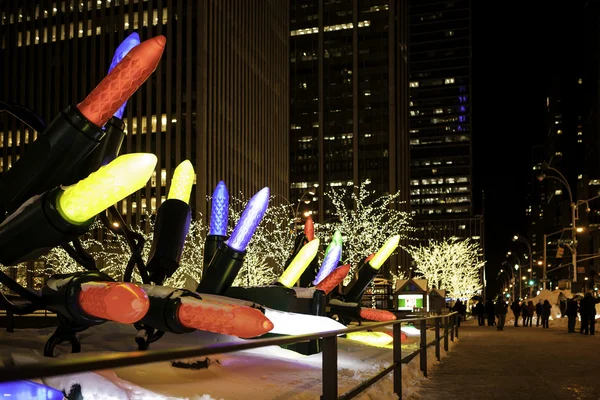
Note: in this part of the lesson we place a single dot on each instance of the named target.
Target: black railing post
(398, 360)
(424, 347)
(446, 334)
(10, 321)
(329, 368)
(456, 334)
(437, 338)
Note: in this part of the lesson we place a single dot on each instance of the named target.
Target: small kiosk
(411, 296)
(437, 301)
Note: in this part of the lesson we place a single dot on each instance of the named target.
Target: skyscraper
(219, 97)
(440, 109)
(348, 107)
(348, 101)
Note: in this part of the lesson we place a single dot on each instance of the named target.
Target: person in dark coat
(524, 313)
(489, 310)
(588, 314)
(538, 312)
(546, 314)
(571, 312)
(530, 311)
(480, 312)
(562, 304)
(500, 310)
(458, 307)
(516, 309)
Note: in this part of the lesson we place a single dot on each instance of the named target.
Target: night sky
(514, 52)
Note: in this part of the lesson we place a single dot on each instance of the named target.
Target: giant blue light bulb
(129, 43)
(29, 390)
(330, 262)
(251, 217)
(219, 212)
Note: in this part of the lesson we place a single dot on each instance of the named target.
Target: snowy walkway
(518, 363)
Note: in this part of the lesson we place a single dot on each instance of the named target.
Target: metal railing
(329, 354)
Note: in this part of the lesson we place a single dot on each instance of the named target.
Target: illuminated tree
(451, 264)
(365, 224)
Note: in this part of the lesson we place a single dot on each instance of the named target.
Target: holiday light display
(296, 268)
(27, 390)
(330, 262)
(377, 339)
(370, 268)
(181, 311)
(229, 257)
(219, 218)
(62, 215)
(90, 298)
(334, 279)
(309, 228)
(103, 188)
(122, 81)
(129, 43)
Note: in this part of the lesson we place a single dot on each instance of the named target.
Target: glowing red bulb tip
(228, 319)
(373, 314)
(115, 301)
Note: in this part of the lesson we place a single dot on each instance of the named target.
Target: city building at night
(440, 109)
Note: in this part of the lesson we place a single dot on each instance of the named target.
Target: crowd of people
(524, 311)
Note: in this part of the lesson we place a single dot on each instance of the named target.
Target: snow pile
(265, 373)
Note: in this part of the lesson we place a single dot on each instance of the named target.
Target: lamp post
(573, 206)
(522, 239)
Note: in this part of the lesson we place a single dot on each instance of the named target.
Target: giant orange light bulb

Problem to solve: Make an exact copy of the records above, with the pictures left out.

Solution to the problem:
Note: in this part of the lesson we place a single dot on each instance of the named target.
Target: black railing post
(398, 360)
(424, 347)
(446, 334)
(10, 321)
(329, 368)
(456, 334)
(437, 338)
Note: in this part of the lesson we place a single dot on each instance of the named target.
Target: small kiosk
(411, 296)
(437, 301)
Note: in this part of the lesson we place a single dot on each instance of the named target.
Target: skyscraper
(219, 97)
(440, 109)
(348, 107)
(348, 101)
Note: in this part of the lesson we place a single dot on each instance of the named target.
Target: person in dark coat
(524, 313)
(489, 310)
(588, 314)
(538, 312)
(546, 314)
(571, 312)
(530, 311)
(480, 312)
(562, 304)
(500, 310)
(458, 307)
(516, 309)
Note: in this part of the lesson we place a single dot on each instance of the named target.
Target: night sky
(514, 52)
Note: in this part of the lesson we place a single dot on each instance of the named target.
Target: giant blue light bulb
(129, 43)
(29, 390)
(330, 262)
(251, 217)
(219, 212)
Note: in this part of the lesson we place a single dot on each instance of the named target.
Target: snowy walkway
(518, 363)
Note: in this part of the lesson we place a single dot on each instance of the named target.
Target: metal railing
(329, 354)
Note: in this part of the lesson we place a single dot on each instance of the named target.
Target: illuminated tree
(451, 264)
(365, 224)
Note: in this part of the lesson we place a single dot on each instance of the named target.
Target: holiday light display
(296, 268)
(27, 390)
(330, 262)
(377, 339)
(370, 268)
(181, 311)
(229, 257)
(219, 218)
(62, 215)
(90, 298)
(334, 279)
(309, 228)
(103, 188)
(122, 81)
(129, 43)
Note: in this part of the lesson we place a single dot on each instance of the named target.
Target: glowing red bulb tip
(228, 319)
(373, 314)
(115, 301)
Note: in this part of the lesson we place a single dot on each instance of the named target.
Target: city building at night
(440, 109)
Note: in this part of the lesson we place a single dot on each instance of the named target.
Target: crowd of people
(524, 311)
Note: in this part of the lesson we place a single dot on each instance of the named target.
Target: snow pile
(265, 373)
Note: in this part of the lesson we place a single dot on each instance of the named target.
Target: lamp post
(573, 206)
(522, 239)
Note: in this part of the lesson we place a single dot on each instance of the named target.
Target: giant orange light bulb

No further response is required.